## START Provided records

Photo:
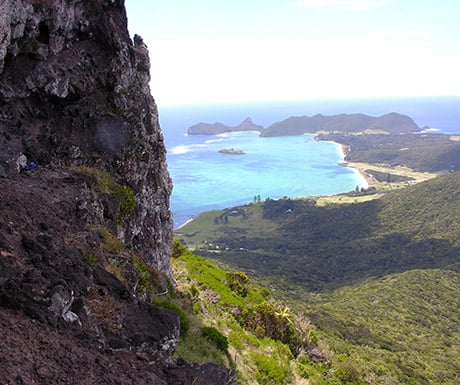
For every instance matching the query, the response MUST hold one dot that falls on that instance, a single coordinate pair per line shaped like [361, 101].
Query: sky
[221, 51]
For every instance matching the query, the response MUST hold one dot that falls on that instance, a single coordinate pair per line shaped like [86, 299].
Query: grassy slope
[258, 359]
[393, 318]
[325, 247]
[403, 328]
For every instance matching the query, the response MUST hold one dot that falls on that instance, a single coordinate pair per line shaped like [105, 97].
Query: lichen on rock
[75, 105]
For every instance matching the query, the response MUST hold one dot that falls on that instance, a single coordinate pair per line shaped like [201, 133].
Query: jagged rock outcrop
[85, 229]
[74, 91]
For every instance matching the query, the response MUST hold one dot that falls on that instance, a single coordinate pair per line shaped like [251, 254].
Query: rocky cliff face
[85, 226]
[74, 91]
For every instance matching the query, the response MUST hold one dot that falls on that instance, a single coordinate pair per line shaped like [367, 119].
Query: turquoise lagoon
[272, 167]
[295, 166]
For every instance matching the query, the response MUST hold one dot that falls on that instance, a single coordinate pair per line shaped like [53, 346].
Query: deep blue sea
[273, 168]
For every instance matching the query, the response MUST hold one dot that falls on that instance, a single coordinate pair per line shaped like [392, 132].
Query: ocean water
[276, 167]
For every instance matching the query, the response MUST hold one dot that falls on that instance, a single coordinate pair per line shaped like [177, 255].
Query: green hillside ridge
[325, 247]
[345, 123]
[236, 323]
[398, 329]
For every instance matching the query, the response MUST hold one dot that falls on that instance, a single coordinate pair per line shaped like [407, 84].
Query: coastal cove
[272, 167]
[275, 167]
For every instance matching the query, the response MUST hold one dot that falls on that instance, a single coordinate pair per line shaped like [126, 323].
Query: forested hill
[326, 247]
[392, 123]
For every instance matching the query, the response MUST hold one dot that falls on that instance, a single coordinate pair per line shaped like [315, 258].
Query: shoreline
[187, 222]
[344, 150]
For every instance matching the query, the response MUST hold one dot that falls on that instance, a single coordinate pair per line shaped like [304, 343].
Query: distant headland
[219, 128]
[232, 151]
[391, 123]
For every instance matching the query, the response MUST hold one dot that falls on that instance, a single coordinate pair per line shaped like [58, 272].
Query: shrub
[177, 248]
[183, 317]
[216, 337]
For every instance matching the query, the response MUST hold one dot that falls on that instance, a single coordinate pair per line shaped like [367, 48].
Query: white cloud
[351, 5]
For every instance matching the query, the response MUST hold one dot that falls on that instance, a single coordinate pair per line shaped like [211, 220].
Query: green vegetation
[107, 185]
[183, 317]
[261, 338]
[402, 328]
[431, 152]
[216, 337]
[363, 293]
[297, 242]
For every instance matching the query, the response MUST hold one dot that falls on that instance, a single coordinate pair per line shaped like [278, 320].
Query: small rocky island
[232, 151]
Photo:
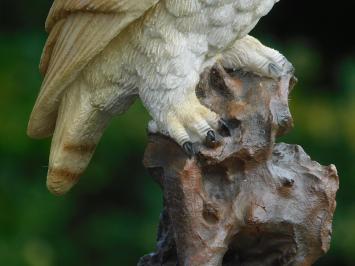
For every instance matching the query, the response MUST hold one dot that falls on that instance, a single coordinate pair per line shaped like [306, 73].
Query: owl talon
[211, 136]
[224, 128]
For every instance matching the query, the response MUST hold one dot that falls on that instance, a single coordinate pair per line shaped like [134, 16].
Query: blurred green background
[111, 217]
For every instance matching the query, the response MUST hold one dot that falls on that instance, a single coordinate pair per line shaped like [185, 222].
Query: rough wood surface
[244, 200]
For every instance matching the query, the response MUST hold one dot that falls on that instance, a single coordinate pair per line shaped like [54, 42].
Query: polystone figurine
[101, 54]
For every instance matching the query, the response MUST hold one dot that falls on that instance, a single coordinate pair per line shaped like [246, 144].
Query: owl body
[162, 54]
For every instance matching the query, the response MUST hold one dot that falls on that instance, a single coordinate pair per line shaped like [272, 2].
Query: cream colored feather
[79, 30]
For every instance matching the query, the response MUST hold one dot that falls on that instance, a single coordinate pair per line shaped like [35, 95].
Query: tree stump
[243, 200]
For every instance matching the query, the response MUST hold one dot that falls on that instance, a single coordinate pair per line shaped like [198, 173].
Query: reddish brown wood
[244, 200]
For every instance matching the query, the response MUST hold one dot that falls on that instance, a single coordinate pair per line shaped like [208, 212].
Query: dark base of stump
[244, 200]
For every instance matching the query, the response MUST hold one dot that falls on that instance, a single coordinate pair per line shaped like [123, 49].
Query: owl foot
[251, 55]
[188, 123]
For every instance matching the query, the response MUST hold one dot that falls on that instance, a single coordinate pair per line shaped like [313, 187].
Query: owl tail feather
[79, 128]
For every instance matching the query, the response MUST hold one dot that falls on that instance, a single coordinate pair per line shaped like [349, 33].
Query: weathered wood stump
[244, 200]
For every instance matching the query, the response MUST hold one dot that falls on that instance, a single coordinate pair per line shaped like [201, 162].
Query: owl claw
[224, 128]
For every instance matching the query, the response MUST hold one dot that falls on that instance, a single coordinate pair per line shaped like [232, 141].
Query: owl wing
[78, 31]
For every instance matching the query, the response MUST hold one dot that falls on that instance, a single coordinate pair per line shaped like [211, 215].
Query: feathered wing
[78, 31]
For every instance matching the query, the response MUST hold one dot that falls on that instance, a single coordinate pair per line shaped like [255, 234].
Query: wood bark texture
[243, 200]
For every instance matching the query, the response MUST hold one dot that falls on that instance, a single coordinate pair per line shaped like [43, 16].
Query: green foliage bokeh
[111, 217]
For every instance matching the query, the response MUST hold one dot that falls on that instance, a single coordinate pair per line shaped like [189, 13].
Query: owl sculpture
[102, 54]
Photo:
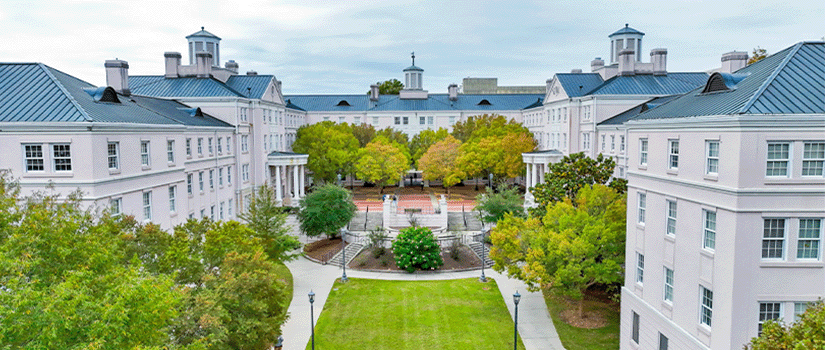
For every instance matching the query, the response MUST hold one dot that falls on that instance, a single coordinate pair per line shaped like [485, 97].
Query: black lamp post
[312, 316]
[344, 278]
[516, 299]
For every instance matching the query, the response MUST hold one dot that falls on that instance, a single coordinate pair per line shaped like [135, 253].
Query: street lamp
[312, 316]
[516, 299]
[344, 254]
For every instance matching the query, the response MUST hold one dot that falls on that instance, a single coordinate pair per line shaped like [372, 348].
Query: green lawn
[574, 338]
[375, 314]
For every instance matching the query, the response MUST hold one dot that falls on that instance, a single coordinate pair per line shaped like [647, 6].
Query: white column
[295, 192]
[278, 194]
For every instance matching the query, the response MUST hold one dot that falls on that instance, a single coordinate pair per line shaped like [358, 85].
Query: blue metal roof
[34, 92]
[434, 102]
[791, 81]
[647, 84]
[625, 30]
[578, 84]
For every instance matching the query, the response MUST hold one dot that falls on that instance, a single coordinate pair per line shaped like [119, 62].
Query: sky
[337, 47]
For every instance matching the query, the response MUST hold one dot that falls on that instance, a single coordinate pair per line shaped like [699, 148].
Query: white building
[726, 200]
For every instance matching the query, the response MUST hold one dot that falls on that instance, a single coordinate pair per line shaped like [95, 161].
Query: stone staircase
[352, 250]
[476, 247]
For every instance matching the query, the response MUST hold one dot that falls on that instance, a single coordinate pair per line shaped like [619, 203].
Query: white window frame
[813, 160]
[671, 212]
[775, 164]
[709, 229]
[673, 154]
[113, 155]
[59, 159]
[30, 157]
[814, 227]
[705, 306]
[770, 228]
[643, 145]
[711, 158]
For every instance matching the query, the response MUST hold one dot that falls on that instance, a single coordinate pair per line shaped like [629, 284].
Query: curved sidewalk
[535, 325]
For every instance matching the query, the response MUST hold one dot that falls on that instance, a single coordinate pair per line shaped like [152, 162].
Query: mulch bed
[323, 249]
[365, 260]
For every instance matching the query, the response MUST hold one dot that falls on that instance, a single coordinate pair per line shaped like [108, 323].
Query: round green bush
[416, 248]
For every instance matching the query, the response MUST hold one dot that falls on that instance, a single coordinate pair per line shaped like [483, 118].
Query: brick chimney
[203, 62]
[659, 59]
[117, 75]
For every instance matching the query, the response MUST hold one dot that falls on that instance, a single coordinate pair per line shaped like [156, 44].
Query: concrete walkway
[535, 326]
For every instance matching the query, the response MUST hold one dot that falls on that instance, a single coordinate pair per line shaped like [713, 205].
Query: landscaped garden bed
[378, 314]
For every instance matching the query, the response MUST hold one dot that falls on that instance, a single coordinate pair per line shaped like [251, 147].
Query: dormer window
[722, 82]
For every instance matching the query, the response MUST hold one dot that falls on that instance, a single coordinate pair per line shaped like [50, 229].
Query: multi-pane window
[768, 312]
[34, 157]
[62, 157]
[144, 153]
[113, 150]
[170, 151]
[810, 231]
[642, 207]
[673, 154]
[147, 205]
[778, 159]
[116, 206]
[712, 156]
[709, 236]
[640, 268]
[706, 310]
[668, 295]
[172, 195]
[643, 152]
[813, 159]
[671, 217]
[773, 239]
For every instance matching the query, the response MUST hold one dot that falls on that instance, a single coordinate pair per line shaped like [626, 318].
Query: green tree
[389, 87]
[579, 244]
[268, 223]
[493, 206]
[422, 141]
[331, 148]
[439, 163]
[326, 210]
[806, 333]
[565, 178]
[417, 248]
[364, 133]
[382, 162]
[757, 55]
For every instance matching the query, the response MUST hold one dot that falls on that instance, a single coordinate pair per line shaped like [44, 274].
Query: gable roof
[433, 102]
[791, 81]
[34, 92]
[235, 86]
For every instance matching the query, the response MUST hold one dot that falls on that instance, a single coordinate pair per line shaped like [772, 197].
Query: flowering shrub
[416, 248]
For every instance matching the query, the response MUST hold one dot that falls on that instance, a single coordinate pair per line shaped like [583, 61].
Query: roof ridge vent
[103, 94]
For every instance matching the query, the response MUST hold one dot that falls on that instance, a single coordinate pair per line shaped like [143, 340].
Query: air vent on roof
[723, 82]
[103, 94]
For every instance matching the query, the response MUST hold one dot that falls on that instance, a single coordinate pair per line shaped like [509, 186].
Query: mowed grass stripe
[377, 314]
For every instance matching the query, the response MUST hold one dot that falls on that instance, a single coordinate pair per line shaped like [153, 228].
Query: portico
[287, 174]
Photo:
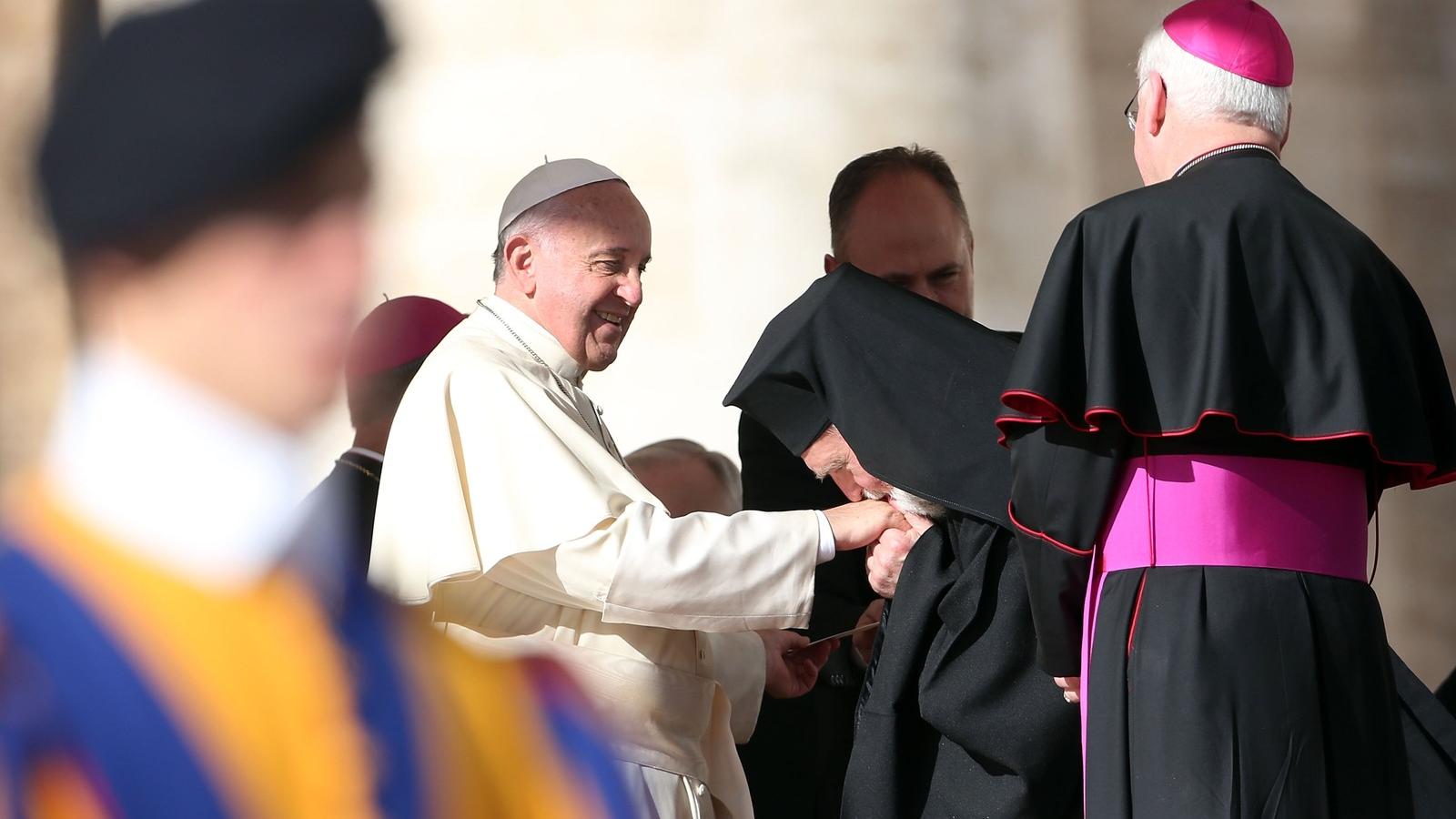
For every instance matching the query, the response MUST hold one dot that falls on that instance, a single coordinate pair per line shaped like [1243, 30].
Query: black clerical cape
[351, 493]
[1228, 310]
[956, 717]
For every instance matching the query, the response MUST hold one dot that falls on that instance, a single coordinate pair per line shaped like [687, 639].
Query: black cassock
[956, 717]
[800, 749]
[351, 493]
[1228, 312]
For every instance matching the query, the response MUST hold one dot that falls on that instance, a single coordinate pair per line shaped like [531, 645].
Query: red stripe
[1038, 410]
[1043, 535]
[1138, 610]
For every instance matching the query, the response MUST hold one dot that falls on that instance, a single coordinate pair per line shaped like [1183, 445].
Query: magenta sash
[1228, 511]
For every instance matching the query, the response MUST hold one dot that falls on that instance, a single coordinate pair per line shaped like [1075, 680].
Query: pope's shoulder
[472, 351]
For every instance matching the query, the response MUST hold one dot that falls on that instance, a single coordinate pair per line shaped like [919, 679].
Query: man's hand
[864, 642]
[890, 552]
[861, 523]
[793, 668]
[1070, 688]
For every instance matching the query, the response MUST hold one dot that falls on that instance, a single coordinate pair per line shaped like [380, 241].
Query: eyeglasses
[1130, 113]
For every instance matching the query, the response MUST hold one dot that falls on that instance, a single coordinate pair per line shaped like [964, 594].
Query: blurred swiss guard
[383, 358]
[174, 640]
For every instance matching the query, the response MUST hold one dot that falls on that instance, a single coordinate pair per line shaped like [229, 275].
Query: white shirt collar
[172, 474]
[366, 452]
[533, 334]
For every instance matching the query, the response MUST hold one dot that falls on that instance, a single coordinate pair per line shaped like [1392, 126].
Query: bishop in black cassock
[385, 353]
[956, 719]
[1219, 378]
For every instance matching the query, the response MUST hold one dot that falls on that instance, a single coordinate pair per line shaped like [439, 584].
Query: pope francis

## END Provided records

## The problem
Which lines run from the one containing "like [964, 594]." to the end of the entries above? Quote exactly those, and only those.

## Result of the task
For every instance matching the query, the response MUST hold one dot that falls on that instance, a single coordinate pair per line shaped like [964, 594].
Query: blurred swiss guard
[383, 358]
[174, 640]
For every instance matching the query, the response MUST hold one dot that falls on that instance, a single coordinate pair per line shaped like [229, 275].
Query: white shirt collar
[172, 474]
[366, 452]
[533, 334]
For every instance matching the query, the response MUST hold one dot that falls on that instance, a single coordinate pair per line shaped like [1392, 126].
Query: bishop in black cassock
[385, 353]
[956, 719]
[1219, 378]
For every instance matching the query, the response MUST hold one dot that falls on that instance, a single coordinate pair per line shaped like [439, 584].
Query: pope francis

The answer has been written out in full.